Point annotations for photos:
Begin

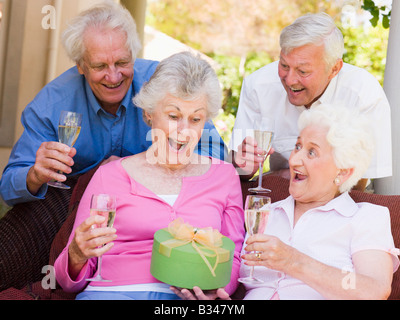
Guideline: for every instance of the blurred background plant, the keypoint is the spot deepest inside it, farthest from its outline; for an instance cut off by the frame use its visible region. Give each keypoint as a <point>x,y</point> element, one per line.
<point>242,36</point>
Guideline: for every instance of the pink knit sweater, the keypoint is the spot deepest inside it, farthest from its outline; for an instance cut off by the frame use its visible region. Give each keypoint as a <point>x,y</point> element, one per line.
<point>213,199</point>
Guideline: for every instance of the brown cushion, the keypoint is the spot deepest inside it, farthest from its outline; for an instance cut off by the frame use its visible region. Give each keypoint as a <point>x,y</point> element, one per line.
<point>392,202</point>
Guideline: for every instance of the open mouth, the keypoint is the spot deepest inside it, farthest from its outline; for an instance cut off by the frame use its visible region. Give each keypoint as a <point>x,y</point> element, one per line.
<point>177,145</point>
<point>299,176</point>
<point>113,86</point>
<point>296,90</point>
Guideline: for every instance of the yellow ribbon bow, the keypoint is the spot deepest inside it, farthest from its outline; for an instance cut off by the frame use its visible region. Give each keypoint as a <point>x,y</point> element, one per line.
<point>209,238</point>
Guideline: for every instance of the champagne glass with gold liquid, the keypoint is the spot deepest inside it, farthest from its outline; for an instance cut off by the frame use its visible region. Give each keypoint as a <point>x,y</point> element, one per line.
<point>256,215</point>
<point>104,205</point>
<point>263,134</point>
<point>69,127</point>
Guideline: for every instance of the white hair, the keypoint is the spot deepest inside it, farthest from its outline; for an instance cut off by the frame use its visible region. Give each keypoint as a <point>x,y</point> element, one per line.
<point>105,16</point>
<point>317,29</point>
<point>184,76</point>
<point>349,134</point>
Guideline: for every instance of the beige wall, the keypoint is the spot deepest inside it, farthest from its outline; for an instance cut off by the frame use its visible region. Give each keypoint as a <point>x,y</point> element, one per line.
<point>43,57</point>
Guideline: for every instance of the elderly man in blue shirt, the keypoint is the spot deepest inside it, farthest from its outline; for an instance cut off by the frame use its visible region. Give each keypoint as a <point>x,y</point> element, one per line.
<point>103,43</point>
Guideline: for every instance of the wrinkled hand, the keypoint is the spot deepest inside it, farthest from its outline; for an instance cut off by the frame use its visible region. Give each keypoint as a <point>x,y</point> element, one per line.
<point>248,157</point>
<point>274,254</point>
<point>51,157</point>
<point>198,294</point>
<point>110,159</point>
<point>89,242</point>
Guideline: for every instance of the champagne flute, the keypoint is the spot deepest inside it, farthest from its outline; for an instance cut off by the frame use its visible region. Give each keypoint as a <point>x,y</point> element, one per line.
<point>103,205</point>
<point>257,210</point>
<point>69,127</point>
<point>263,134</point>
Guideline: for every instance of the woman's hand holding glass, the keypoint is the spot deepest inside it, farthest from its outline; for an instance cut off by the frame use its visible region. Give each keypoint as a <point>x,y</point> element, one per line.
<point>273,253</point>
<point>89,242</point>
<point>198,294</point>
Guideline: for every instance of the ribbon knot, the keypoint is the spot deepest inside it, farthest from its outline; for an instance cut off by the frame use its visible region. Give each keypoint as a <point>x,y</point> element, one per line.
<point>209,238</point>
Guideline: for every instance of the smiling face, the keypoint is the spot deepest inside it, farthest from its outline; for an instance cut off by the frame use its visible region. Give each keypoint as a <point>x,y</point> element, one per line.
<point>304,74</point>
<point>312,167</point>
<point>176,128</point>
<point>107,66</point>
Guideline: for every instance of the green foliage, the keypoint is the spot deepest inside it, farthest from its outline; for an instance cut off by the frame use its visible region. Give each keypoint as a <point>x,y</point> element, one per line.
<point>366,48</point>
<point>376,12</point>
<point>231,76</point>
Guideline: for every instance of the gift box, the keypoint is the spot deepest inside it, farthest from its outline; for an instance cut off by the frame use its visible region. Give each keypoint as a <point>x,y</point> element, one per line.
<point>185,257</point>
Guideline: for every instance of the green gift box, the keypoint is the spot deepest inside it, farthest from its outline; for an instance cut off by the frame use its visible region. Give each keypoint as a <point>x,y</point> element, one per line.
<point>186,263</point>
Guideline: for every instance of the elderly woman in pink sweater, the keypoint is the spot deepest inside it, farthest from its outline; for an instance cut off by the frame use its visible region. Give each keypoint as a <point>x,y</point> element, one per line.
<point>155,187</point>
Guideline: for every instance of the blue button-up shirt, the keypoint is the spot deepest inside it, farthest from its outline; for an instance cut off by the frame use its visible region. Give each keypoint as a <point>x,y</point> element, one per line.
<point>101,136</point>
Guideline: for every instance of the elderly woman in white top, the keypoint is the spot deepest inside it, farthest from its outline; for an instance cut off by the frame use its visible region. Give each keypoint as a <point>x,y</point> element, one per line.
<point>319,243</point>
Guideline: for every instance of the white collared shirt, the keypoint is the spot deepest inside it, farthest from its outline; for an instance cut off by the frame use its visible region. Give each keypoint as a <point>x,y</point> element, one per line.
<point>263,95</point>
<point>330,234</point>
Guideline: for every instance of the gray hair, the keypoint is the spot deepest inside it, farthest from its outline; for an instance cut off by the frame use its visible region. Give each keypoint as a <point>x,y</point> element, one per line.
<point>349,134</point>
<point>184,76</point>
<point>106,16</point>
<point>317,29</point>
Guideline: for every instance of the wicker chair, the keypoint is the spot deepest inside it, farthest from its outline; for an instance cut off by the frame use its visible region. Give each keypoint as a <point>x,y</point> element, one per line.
<point>28,285</point>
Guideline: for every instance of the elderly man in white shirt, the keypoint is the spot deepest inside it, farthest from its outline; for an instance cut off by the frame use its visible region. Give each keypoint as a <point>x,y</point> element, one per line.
<point>318,243</point>
<point>310,72</point>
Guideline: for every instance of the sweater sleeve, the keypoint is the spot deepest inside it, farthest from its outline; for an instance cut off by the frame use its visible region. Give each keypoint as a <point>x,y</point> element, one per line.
<point>233,223</point>
<point>61,264</point>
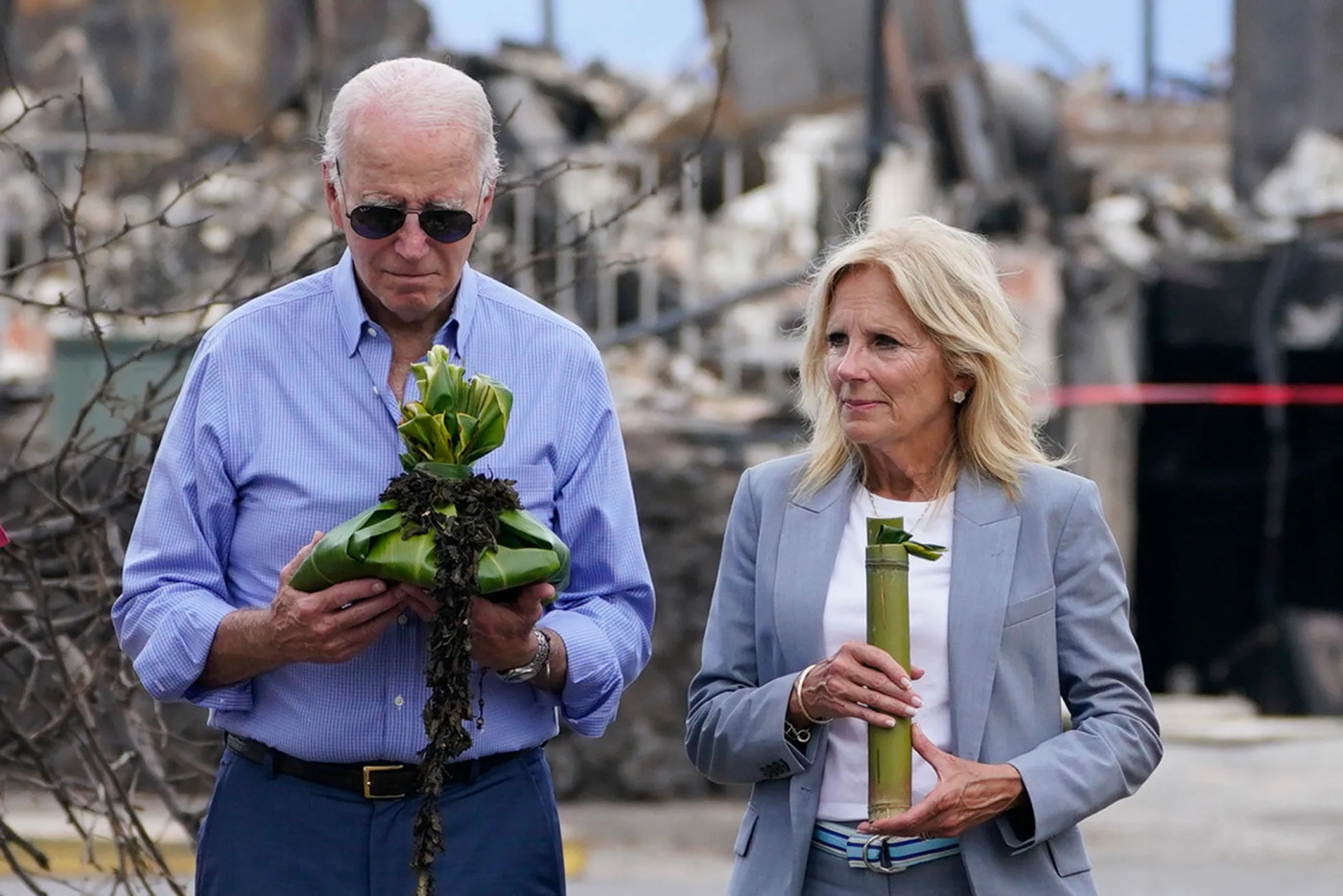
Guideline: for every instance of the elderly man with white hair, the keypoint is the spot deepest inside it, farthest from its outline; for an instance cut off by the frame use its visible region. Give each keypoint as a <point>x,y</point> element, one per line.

End

Work instructions:
Extract every line of the rows above and reproduce each one verbatim, omitting the pictures.

Correct response:
Guideline: for every instance of the blurred background plant, the keypoint is the spot deepest inside it, farthest from its outline; for an instance cut off by the frame use its visible region. Give each keypoint as a <point>x,y</point> element, one per line.
<point>242,36</point>
Guideline: for every instance of the pink knit sweater, the keypoint is the spot deepest inside it, farthest from its outline; for an instance cut off by the frame use its visible region. Give each keypoint as a <point>x,y</point> element, one per line.
<point>213,199</point>
Guideline: for every instance of the brown cushion, the keypoint is the spot deepest inside it, farthest from its outline; for an instance cut off by the frame use its visible region. Give each keypoint as a <point>x,y</point> element, one per line.
<point>392,202</point>
Guideline: for every instance of the open mouth, the keypoint is the spot deepest inside it, farthest from its outline; for an instance cut off by the frame use its visible region. Give each keypoint as a <point>x,y</point> element, one per line.
<point>177,145</point>
<point>299,176</point>
<point>113,86</point>
<point>296,90</point>
Guideline: for every instance of the yellow ribbon bow, the keypoint is the spot deepest inside it, farthest from its outline; for an instance cut off by the frame use its visible region. Give each keypoint as a <point>x,y</point> element, one per line.
<point>209,238</point>
Guideline: for every instance of the champagne glass with gold liquid, the keypoint is the spot deepest inside it, farthest from its outline; for an instance cut off by the frame use its visible region. Give each keypoint as a <point>x,y</point> element, one per line.
<point>256,215</point>
<point>104,205</point>
<point>263,134</point>
<point>69,127</point>
Guideline: for every instance of the white hair, the keypoint is the spot deepest inside it, farthest from its outline; for an instance cut off by the frame use its visible region. Give each keypoint as a <point>x,y</point> element, one per line.
<point>105,16</point>
<point>317,29</point>
<point>184,76</point>
<point>349,134</point>
Guideline: for every instance of the beige wall, the keypoint is the spot deepest inside it, farthest from its outline; for an instance cut off by the frame use its visible region. Give each keypoint as a <point>x,y</point> element, one per line.
<point>43,57</point>
Guideline: for every instance of the elderly man in blue shirt, the keypoint is the spot deepest inside it, farthest from its outline; for an instance cut off by the frame use its visible region. Give each keypoint as a <point>x,y</point> element, one per line.
<point>103,43</point>
Guideline: for every instance of the wrinkled hand, the keypoint is the spot deepest inside it, farthest from its outline; for an instance cut off by the frame use its visible region. Give each keypoint as a <point>x,y</point> element, one per line.
<point>248,157</point>
<point>274,254</point>
<point>51,157</point>
<point>198,294</point>
<point>110,159</point>
<point>89,242</point>
Guideline: for every instance of the champagne flute, the keypoint is the spot deepest inside it, farthest from its outline; for an instance cut off by the frame use its visible region. Give each keypoint as a <point>x,y</point> element, one per line.
<point>103,205</point>
<point>257,210</point>
<point>69,127</point>
<point>263,134</point>
Guideline: for every instance of the woman's hand holding glass, the keypoint is the spot deepest inside it, farthest from its outline; for an instance cut off by the frame use its visible region. Give each keypoint as a <point>x,y</point> element, one per line.
<point>273,253</point>
<point>89,242</point>
<point>198,294</point>
Guideline: for every instance of the ribbon knot, the keypoint is the spot deepest inside it, farthest from its outline; for an instance cut off by the frame use its visible region. Give each keypoint as a <point>x,y</point> element, one per line.
<point>209,238</point>
Guideline: for every instance of the smiling face, the keypoint is the spot deepest inside it, farthest from its outline; for an instance cut off by the frame use its visible region. Give each keypoint as a <point>x,y</point> element, one per line.
<point>304,74</point>
<point>312,167</point>
<point>176,128</point>
<point>107,66</point>
Guideline: for every instance of the green foliage, the keypoint is the spot deepest inside it, farthest from its outline; for an instance cut off by the frame use its visible region. Give each keypoint as a <point>x,y</point> element, one per line.
<point>366,48</point>
<point>376,12</point>
<point>231,76</point>
Guideline: for every instance of the gift box, the keypoint is the spot deepest inside it, farthest from its outline; for an instance cut off by the frame use its visible region. Give each keypoint as a <point>x,y</point> element, one per line.
<point>185,257</point>
Guideline: for every instance of the green gift box, the keypoint is the spot deepest inside it, farthest from its outline; for an instance cut off by the frame use its visible region. Give each keypoint as a <point>x,y</point> element, one per line.
<point>186,263</point>
Guideline: for every instance of the elderly woman in pink sweater, the keypoint is the spot deepest inside it, farthest from its outline; for an instance cut off by the frame use its visible region. Give each keypoint as a <point>x,y</point> element, one per line.
<point>155,187</point>
Guideline: for every instance of the blue button-up shirt, the keypoint is the spot deepest inside it, farthest from its outline; for an instance cut off by the frame use its visible region. Give each keypoint as a <point>x,y</point> element, one per line.
<point>101,136</point>
Guideline: for every instance of the elderly woman in white top, the keypoint is the spot deepest inside it, farthest from its outline; for an instance cut off by the frame use its visible region. Give each keypoint as a <point>x,y</point> element, one per line.
<point>319,243</point>
Guideline: for every instance of the white collared shirt, the keypoint is the spot deepest inside it, farthest from its outline; for an instance cut off by the frame use its visible region. Give each keypoint as a <point>x,y</point> element, one per line.
<point>263,95</point>
<point>330,234</point>
Guideline: for every instance of the gray hair, the keypoint is the spot deepest inside it, farthest from its outline; for an instance cut off by the frame use its visible region. Give each keypoint as a <point>x,y</point> element, one per line.
<point>349,134</point>
<point>184,76</point>
<point>106,16</point>
<point>317,29</point>
Guideline: for every instance of the wicker chair, the keypoint is the spot deepest inside it, farthest from its outline; for an instance cut off by the frame use its visible region. Give each keypoint as a <point>x,y</point> element, one per line.
<point>28,285</point>
Guideline: for every instance of the elderly man in white shirt, the keypoint is the spot deepest inside it, farthest from its outline; for an instance cut off by the frame use its visible region. Give each keypoint as a <point>x,y</point> element, one per line.
<point>318,243</point>
<point>310,72</point>
Guideline: for every instance of the sweater sleeve, the keypoint is the spot deepest inside it, farthest from its outline; for an instance cut off by the frame use its visible region. Give each keypoint as a <point>x,y</point> element, one per line.
<point>233,223</point>
<point>61,264</point>
Guideline: for every instance of the elderly man with white hair, the keypoint is the spot deepest inside it, farthest from its outline; for an instance cut off by the frame use its visible region. Give each keypoint as a <point>x,y</point> element, one per line.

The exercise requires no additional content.